*WHAT THIS TASK INVOLVES*: Every record that follows must be duplicated exactly, with images left out.
-- begin SUPPLIED DATA --
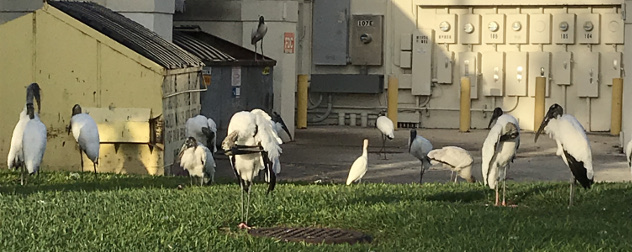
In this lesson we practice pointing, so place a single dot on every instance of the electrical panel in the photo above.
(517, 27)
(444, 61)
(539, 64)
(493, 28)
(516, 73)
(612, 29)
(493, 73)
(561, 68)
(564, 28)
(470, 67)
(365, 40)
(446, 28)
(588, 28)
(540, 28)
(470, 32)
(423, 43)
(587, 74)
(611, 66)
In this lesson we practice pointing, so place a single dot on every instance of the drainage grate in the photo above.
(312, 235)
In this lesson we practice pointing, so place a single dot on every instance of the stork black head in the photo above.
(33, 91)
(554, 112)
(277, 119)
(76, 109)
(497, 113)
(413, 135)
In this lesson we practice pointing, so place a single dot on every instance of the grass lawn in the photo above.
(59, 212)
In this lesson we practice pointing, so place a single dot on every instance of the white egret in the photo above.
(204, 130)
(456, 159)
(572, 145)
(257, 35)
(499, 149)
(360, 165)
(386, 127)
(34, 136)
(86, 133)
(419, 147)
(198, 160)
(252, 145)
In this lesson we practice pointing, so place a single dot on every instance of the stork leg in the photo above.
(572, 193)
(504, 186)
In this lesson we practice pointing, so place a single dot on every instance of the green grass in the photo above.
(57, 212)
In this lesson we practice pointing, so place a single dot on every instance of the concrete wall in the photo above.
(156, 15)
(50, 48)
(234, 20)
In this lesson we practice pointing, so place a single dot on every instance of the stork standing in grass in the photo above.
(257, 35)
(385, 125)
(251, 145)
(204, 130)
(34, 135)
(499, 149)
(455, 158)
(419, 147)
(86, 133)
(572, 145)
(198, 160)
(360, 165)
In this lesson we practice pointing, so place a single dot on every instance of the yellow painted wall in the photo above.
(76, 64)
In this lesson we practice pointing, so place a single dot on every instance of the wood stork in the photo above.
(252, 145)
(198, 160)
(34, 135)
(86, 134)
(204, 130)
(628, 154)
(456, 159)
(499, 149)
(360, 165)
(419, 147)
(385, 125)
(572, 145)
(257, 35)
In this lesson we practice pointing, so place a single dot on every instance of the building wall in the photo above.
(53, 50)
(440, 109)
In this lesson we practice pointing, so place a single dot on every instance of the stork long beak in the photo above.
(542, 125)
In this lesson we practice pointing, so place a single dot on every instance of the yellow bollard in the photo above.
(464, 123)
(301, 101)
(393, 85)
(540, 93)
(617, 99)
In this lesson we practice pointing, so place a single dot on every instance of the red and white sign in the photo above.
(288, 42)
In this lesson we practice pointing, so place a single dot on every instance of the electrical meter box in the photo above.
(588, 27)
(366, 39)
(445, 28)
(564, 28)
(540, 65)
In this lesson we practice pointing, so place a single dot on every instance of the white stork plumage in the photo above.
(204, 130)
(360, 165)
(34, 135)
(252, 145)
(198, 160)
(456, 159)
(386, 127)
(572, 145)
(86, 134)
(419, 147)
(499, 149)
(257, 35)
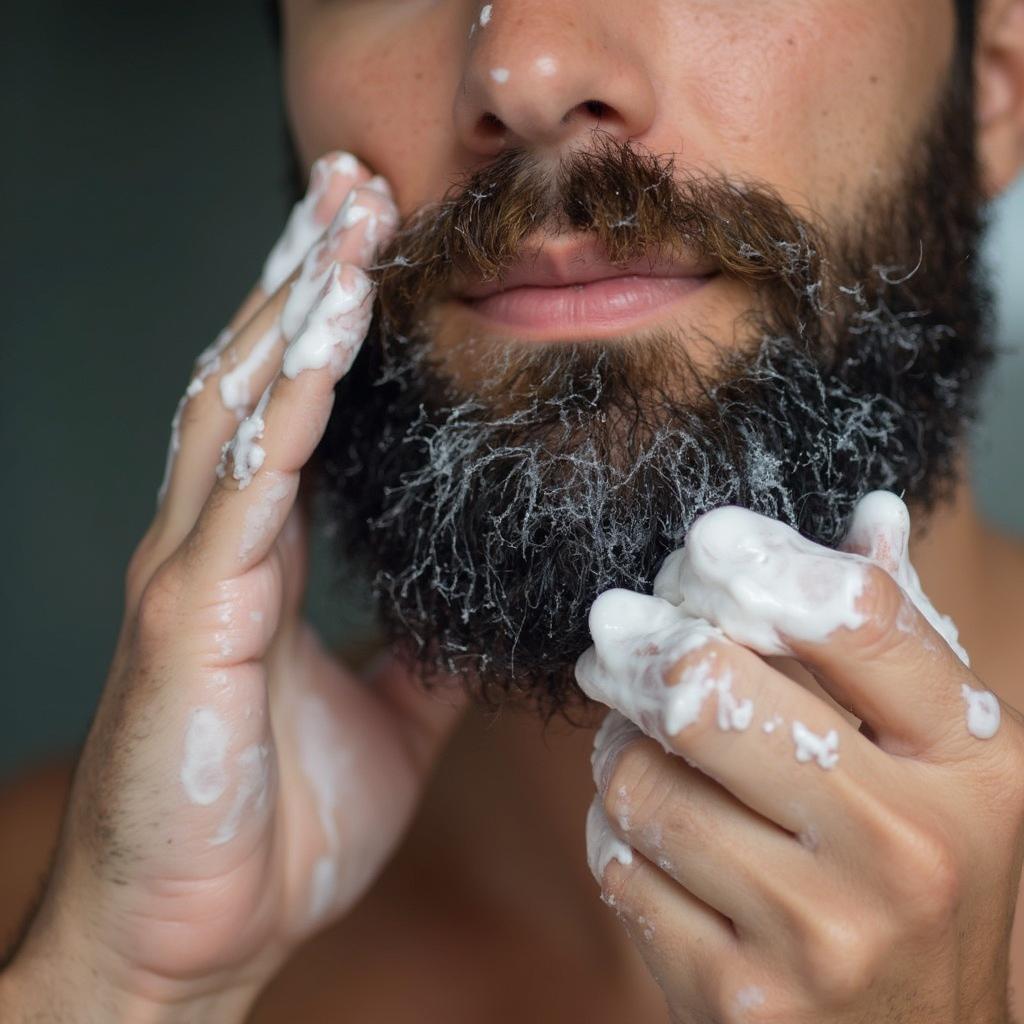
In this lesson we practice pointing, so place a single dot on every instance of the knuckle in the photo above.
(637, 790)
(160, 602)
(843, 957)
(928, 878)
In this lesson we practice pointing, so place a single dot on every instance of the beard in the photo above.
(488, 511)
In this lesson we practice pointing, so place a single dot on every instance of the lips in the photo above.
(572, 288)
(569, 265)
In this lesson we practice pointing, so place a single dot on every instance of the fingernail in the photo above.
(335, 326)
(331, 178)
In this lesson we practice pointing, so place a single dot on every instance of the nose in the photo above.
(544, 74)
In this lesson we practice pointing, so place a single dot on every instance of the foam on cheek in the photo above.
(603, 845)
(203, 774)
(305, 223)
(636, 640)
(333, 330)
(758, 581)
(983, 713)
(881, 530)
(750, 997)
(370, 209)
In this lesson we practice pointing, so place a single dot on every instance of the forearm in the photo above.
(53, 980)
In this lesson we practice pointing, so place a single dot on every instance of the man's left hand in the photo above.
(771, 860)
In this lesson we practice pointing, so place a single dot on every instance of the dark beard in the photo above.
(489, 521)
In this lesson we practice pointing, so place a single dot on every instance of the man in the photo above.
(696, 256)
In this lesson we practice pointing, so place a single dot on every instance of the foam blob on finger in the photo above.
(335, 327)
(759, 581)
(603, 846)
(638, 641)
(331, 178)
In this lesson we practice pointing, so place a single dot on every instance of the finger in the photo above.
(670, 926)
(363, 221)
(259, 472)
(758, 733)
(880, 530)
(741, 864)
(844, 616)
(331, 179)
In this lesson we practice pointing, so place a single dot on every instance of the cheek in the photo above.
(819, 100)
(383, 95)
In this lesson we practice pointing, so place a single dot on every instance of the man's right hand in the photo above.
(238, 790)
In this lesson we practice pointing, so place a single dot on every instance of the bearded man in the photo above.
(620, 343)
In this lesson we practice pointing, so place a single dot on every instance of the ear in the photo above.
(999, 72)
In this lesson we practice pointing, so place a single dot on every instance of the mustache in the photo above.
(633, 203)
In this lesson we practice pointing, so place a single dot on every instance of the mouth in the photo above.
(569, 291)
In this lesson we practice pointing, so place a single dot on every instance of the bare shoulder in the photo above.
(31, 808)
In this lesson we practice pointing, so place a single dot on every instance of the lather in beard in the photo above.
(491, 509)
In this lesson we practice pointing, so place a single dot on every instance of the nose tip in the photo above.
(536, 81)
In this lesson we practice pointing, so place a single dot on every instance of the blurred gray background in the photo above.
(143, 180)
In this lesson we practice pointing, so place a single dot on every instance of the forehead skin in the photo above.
-- end SUPPLIED DATA --
*SOLVED PROBLEM*:
In this lesson we practice pointing, so place a single dot on every instance of the electrical panel in the photo above.
(517, 27)
(444, 61)
(539, 64)
(493, 28)
(516, 73)
(612, 29)
(493, 73)
(561, 68)
(564, 28)
(470, 67)
(365, 40)
(446, 28)
(588, 28)
(540, 28)
(470, 32)
(423, 43)
(587, 74)
(611, 66)
In this lesson we practice pointing, so place a single dot on every instance of the drainage grate in the photo above.
(312, 235)
In this lesson we practice pointing, so place a single dot on every instance of the stork black head in the photo above.
(33, 91)
(554, 112)
(277, 119)
(76, 109)
(497, 113)
(413, 135)
In this lesson we practice pointing, so place a single dot on every instance of the grass lawn in the photo above.
(59, 212)
In this lesson we practice pointing, so place a single dot on every instance of the white egret in the photo above.
(204, 130)
(456, 159)
(572, 145)
(257, 35)
(499, 149)
(360, 165)
(386, 127)
(34, 136)
(86, 133)
(419, 147)
(198, 160)
(252, 145)
In this lesson we practice pointing, so place a single dot on every instance of the stork leg in the photo above.
(572, 193)
(504, 186)
In this lesson we practice pointing, so place a single dot on every instance of the green grass in the photo above.
(57, 212)
In this lesson we practice pointing, so place a single dot on every instance of the concrete wall in the photo above.
(156, 15)
(50, 48)
(234, 20)
In this lesson we practice pointing, so place a single dot on every instance of the stork standing in grass in the photo above.
(257, 35)
(385, 125)
(251, 145)
(204, 130)
(34, 135)
(499, 149)
(455, 158)
(419, 147)
(86, 133)
(572, 145)
(198, 160)
(360, 165)
In this lesson we practice pointing, so place a single dot on every instance of the yellow painted wall in the photo above.
(76, 64)
In this lesson we practice pointing, so place a single dot on every instance of the wood stork in the photo above.
(252, 145)
(198, 160)
(34, 135)
(86, 134)
(204, 130)
(628, 154)
(456, 159)
(499, 149)
(360, 165)
(419, 147)
(385, 125)
(572, 145)
(257, 35)
In this lesson we practice pointing, so place a single dot on every instance of the building wall in the photo above.
(53, 50)
(440, 109)
In this lesson we practice pointing, so place a single dot on every instance of the stork long beak in the photo above.
(542, 125)
In this lesson we practice pointing, so place a single dot on every instance of the yellow bollard in the photo above.
(464, 123)
(301, 101)
(393, 85)
(540, 93)
(617, 99)
In this lesson we practice pointing, so place a single dot on every instance of the red and white sign in the photo above.
(288, 42)
In this lesson we practice pointing, so place a single dot on every instance of the electrical meter box in the photo above.
(588, 27)
(366, 39)
(445, 28)
(564, 28)
(540, 65)
In this lesson we practice pointing, so place a single dot on every instance of the white stork plumage in the photo above.
(204, 130)
(360, 165)
(34, 135)
(252, 145)
(198, 160)
(456, 159)
(386, 127)
(572, 145)
(86, 134)
(419, 147)
(499, 149)
(257, 35)
In this lesson we practice pointing, so place a single dot on every instance of the knuckle in the photo above.
(637, 790)
(160, 602)
(843, 957)
(928, 878)
In this lesson we practice pointing, so place a single dot on every instance of the beard in the photo above.
(488, 511)
In this lesson we practice pointing, so place a single dot on every instance of the lips in the photo above.
(572, 288)
(569, 265)
In this lesson we practice pointing, so place a single dot on every instance of the fingernail in the photo above.
(335, 326)
(331, 178)
In this lesson we practice pointing, so place a single dot on every instance of the nose in the photo above.
(544, 74)
In this lesson we practice pointing, so place a single dot on every instance of the foam on cheek in the photo above.
(603, 845)
(203, 774)
(305, 223)
(636, 640)
(333, 330)
(758, 581)
(983, 713)
(881, 530)
(750, 997)
(370, 209)
In this lesson we practice pointing, so place a single dot on every instance of the forearm in the photo above.
(53, 980)
In this lesson we practice pointing, so place a single dot on every instance of the man's left hand in the photo above.
(771, 860)
In this lesson we practice pointing, so place a single dot on every instance of the dark beard in the photo above.
(489, 521)
In this lesson we practice pointing, so place a single dot on every instance of the man in the photo above.
(696, 256)
In this lesson we practice pointing, so place a single dot on every instance of the foam blob on finger in the photo above.
(335, 327)
(759, 581)
(603, 846)
(638, 641)
(331, 178)
In this lesson we practice pointing, so place a single dot on every instance of the finger in the photo above.
(670, 926)
(363, 221)
(259, 472)
(758, 733)
(880, 530)
(741, 864)
(844, 616)
(331, 179)
In this lesson we practice pointing, so place a single dot on every instance of the cheek in the photo above.
(819, 100)
(383, 95)
In this lesson we practice pointing, so place a single dot on every instance of the man's right hand in the photo above.
(238, 790)
In this lesson we practice pointing, so place a single dot on every instance of the bearded man in the photo above.
(620, 343)
In this lesson we practice pointing, so place a single dot on every instance of the ear in the photo above.
(999, 72)
In this lesson we practice pointing, so place a single dot on every instance of the mustache in the photo above.
(633, 203)
In this lesson we practice pointing, so place a single dot on every instance of the mouth in the photo above.
(569, 291)
In this lesson we practice pointing, so place a single dot on every instance of the bare shoulder in the photo above.
(31, 808)
In this lesson we practice pointing, so place a single dot on every instance of the lather in beard in the photo above.
(491, 509)
In this lesson we practice pointing, so place a single dot on every instance of the nose tip in the photo above.
(536, 81)
In this lesson we practice pointing, so place a single dot on every instance of the blurred gray background in the photo above.
(143, 180)
In this lesson we practice pointing, so place a single dot on every instance of the forehead skin in the photo above.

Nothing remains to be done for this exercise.